▶ Task directions: Your answer must be a single number: the count of lines in the entries below that hold "wheel".

▶ Dataset entries:
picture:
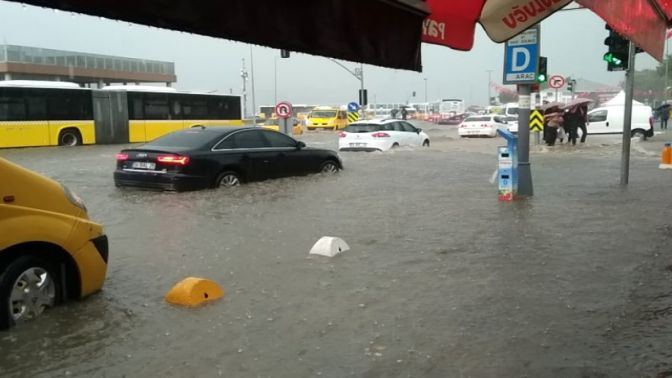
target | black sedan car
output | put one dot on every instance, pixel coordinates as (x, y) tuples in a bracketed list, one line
[(216, 157)]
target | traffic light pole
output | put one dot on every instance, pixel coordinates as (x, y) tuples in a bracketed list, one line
[(627, 116), (524, 168)]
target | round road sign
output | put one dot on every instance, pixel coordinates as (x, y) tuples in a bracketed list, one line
[(556, 81), (283, 109)]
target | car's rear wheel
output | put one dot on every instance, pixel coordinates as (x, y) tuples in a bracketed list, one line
[(28, 286), (227, 179), (69, 138), (638, 135), (329, 166)]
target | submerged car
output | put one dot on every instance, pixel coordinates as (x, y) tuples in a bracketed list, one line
[(200, 158), (380, 135), (50, 251), (481, 125)]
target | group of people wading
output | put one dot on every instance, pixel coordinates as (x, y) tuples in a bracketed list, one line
[(559, 124)]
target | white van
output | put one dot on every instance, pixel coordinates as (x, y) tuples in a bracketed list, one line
[(609, 120)]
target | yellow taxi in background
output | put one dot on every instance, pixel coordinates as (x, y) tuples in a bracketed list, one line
[(49, 249), (327, 118), (274, 124)]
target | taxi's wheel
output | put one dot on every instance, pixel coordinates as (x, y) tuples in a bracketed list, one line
[(329, 166), (227, 179), (28, 286)]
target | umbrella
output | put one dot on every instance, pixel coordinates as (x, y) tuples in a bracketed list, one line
[(577, 102), (551, 105), (661, 107)]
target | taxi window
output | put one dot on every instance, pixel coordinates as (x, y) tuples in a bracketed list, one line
[(323, 114)]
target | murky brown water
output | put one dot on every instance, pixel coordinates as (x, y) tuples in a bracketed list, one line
[(442, 279)]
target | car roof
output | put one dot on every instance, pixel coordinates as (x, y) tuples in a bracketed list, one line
[(376, 121)]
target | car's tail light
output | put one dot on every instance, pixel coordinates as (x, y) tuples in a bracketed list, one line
[(173, 159), (380, 135)]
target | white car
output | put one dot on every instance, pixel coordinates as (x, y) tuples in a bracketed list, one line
[(380, 135), (482, 125)]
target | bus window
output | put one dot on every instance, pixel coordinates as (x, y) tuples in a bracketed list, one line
[(37, 107), (195, 108), (156, 106), (12, 109), (136, 107)]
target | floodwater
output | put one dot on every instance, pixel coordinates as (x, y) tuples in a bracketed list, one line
[(442, 280)]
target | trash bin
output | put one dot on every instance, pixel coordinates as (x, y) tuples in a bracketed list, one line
[(507, 167)]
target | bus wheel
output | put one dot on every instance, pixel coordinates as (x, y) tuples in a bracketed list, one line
[(70, 138)]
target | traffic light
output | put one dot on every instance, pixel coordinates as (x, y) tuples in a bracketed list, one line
[(542, 74), (617, 56)]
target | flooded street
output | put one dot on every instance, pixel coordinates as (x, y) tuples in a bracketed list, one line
[(442, 280)]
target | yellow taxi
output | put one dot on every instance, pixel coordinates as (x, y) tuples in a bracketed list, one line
[(274, 124), (327, 118), (49, 249)]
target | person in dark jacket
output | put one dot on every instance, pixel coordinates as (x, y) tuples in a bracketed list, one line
[(572, 120)]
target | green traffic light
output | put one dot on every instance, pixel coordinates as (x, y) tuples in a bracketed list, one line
[(611, 58)]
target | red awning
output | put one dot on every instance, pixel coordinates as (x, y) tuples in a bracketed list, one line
[(452, 22)]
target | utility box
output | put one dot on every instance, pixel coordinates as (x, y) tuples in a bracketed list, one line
[(507, 167)]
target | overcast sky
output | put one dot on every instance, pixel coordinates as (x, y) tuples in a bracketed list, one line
[(573, 41)]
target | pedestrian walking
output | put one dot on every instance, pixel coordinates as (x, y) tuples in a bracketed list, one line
[(572, 120), (552, 122), (664, 117), (583, 113)]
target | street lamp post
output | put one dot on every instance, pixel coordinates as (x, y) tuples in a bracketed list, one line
[(489, 85), (254, 105), (243, 74), (425, 89), (358, 73)]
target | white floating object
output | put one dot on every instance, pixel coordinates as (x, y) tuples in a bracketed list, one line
[(329, 246)]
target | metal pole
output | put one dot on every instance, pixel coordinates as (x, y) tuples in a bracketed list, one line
[(489, 93), (425, 89), (627, 117), (254, 104), (524, 169), (243, 74)]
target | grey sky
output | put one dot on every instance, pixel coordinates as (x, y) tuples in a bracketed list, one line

▶ Task response: 3